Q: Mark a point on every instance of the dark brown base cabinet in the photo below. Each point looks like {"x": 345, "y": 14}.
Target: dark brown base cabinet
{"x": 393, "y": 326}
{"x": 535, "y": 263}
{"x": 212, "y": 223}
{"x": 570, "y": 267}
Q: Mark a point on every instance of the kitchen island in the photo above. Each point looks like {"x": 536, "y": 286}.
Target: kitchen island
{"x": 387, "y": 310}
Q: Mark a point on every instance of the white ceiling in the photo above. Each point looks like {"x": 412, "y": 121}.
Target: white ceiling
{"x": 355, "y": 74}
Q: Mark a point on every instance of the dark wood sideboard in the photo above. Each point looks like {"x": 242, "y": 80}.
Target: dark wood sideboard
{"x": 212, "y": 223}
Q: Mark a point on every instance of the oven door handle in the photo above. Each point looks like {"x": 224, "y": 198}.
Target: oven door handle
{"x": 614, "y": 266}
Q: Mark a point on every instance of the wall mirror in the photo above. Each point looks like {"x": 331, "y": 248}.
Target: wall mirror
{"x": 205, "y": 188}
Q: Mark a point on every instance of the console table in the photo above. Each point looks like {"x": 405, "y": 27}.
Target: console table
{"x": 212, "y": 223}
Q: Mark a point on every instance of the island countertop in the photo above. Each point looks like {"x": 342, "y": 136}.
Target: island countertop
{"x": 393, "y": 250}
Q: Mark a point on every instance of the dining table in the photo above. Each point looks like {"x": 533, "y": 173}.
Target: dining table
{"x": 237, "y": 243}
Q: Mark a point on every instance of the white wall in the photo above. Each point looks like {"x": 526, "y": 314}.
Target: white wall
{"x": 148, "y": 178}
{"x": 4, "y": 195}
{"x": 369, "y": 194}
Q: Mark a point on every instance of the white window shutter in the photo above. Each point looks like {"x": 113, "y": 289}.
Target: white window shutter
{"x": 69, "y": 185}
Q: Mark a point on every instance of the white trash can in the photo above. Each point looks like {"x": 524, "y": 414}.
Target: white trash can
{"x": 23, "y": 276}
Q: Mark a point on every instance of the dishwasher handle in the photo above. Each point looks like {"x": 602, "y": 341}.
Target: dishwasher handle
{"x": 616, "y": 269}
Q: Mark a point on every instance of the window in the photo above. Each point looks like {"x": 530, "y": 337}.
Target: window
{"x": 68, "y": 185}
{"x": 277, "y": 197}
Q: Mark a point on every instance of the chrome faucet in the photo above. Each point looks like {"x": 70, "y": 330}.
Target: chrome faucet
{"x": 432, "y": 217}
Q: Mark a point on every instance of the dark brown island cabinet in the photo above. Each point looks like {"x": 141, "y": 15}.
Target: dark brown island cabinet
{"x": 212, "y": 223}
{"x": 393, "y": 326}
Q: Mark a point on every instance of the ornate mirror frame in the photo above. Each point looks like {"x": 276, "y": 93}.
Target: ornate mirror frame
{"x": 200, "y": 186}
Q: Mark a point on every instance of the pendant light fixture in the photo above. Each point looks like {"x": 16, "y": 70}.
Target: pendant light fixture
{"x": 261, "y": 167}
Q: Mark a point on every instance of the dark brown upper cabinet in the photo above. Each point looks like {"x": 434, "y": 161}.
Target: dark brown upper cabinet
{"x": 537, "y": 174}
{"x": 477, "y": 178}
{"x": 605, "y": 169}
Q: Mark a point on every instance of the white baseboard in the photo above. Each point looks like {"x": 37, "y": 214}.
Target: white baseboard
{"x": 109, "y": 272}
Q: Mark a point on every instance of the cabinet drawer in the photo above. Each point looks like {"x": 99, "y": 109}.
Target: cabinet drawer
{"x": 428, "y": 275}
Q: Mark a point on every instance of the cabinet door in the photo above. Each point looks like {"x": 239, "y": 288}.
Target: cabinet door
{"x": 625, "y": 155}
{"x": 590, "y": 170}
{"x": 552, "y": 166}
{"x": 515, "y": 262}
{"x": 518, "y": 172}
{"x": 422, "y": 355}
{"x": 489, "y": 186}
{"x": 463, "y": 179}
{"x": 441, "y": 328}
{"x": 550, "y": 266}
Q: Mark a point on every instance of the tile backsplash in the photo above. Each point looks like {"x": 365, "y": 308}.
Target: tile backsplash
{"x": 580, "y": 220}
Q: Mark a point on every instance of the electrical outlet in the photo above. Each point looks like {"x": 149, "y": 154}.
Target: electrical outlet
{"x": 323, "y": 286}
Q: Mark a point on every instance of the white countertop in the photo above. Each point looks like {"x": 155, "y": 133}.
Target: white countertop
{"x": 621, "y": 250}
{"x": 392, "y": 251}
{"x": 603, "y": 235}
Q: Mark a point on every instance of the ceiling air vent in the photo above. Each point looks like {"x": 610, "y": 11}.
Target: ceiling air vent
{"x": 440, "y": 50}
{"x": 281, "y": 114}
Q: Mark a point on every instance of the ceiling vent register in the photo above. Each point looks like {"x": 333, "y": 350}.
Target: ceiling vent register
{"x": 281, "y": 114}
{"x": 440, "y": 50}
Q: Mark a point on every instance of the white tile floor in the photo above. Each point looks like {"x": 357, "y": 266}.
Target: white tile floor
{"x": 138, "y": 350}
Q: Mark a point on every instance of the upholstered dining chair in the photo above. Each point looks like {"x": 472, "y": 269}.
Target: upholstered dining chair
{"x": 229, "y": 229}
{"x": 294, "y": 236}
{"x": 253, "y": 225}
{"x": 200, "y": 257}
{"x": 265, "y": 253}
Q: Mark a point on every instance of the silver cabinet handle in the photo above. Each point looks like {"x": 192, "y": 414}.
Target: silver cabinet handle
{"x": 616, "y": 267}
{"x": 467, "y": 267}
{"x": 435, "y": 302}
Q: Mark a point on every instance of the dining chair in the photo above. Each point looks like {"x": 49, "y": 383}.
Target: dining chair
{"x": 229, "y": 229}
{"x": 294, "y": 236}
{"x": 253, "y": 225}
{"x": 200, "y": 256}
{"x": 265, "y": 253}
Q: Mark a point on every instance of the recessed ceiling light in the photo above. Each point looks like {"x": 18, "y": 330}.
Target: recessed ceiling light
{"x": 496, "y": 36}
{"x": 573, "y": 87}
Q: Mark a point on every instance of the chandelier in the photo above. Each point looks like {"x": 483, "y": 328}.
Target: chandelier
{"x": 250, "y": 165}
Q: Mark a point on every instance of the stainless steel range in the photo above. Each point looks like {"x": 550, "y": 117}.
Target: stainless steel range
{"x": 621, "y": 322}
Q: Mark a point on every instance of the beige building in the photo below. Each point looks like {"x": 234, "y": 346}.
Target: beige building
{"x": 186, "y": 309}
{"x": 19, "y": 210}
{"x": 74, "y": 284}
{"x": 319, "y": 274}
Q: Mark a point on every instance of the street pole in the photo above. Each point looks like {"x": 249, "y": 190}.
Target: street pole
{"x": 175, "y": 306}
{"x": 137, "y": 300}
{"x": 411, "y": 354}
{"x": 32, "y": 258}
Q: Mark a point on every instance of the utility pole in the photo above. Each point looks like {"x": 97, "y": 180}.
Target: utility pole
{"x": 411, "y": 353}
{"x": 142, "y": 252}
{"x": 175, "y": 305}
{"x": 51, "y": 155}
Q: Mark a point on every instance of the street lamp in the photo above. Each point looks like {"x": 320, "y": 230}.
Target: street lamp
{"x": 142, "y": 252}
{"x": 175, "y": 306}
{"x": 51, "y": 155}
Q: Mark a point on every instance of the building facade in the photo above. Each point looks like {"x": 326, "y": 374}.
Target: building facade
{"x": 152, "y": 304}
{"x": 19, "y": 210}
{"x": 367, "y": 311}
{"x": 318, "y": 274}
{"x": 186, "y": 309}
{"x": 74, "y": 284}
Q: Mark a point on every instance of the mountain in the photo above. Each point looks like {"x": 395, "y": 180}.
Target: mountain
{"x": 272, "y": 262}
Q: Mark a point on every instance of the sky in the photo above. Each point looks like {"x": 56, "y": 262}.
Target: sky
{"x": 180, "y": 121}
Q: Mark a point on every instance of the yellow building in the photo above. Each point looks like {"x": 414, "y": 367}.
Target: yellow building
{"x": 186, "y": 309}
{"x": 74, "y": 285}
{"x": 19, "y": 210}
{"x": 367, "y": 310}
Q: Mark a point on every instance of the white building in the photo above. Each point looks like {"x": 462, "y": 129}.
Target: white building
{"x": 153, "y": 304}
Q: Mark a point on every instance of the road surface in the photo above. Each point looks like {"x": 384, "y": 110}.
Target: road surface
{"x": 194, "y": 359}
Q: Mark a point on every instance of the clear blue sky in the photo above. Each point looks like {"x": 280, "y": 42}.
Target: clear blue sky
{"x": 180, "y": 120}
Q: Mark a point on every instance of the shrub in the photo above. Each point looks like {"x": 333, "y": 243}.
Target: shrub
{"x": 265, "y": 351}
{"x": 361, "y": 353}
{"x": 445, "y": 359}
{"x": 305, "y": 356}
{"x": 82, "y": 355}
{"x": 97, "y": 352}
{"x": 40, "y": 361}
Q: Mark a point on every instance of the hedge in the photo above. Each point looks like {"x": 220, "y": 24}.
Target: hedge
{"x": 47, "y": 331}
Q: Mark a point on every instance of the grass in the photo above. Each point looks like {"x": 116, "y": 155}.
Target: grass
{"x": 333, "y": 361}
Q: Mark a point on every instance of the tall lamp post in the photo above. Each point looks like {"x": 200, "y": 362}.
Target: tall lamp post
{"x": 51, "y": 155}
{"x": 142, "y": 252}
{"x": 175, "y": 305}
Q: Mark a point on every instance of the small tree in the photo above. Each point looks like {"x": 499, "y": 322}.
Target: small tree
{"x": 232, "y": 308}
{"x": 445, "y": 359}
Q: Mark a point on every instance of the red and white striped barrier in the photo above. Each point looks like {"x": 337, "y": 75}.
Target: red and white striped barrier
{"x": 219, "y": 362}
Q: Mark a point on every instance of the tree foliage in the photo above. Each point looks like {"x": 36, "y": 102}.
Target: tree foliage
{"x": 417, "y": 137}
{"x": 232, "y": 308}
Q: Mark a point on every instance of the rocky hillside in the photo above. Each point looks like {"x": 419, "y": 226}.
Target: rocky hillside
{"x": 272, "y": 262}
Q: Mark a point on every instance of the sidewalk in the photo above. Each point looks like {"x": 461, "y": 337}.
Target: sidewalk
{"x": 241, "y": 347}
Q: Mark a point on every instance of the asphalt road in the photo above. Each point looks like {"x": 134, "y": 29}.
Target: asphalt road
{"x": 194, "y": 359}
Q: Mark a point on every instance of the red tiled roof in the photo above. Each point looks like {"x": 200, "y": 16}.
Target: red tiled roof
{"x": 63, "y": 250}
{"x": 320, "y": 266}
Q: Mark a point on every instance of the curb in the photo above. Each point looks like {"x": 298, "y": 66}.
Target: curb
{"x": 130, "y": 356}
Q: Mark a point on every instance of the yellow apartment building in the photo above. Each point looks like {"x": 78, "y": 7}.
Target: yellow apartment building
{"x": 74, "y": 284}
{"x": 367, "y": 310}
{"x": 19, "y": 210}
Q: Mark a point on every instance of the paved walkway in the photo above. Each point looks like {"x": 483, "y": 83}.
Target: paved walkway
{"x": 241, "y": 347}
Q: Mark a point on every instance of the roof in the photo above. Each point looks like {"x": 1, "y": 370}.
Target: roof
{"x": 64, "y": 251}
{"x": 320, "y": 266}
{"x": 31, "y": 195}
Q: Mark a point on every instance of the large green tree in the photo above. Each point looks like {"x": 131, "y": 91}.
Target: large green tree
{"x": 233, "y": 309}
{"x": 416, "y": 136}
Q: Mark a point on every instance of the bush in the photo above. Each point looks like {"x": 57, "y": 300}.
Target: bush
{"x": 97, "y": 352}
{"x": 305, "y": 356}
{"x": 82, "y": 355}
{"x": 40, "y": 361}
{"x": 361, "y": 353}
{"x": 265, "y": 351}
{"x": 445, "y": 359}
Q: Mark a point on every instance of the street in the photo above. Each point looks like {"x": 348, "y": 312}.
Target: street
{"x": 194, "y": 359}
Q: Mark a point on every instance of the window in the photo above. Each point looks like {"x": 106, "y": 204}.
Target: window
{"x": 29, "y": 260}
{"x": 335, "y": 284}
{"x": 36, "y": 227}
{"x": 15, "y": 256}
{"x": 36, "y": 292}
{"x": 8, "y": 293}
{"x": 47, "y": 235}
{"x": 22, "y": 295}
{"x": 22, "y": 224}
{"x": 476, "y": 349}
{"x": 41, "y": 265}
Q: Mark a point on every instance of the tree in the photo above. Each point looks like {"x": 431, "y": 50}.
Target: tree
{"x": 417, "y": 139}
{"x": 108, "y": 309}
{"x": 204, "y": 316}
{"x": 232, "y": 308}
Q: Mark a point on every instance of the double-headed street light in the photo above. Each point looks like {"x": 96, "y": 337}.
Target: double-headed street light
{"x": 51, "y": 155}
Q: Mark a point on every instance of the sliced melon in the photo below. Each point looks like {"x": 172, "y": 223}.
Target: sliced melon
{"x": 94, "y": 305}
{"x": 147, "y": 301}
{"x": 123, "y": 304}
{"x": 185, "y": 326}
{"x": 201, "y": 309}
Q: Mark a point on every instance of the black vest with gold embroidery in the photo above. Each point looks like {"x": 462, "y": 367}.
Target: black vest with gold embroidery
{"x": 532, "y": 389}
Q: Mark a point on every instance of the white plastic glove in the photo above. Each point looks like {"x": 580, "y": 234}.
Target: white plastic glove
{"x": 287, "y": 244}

-*-

PROBLEM STATEMENT: Write out exactly the lines starting with the one that holds "Q: Mark a point on every instance of the tree in" and running through the last line above.

REPLY TO THE EXERCISE:
Q: Mark a point on every instance of the tree in the photo above. Each point looks like {"x": 431, "y": 50}.
Target: tree
{"x": 417, "y": 139}
{"x": 108, "y": 309}
{"x": 204, "y": 316}
{"x": 232, "y": 308}
Q: Mark a point on every instance of the double-headed street light in the photo above. Each point looks like {"x": 96, "y": 337}.
Target: double-headed street light
{"x": 51, "y": 155}
Q: Mark a point on every instance of the sliced melon in the photo below. Each point looks like {"x": 172, "y": 223}.
Target: sliced melon
{"x": 94, "y": 305}
{"x": 147, "y": 301}
{"x": 123, "y": 304}
{"x": 185, "y": 326}
{"x": 201, "y": 309}
Q: Mark a point on every instance of the black vest with gold embroidery in the photo above. Each point looks like {"x": 462, "y": 367}.
Target: black vest with gold embroidery
{"x": 532, "y": 389}
Q: Mark a point on every instance of the white plastic glove in the photo above. Each point looks like {"x": 580, "y": 234}.
Target: white plastic glove
{"x": 287, "y": 244}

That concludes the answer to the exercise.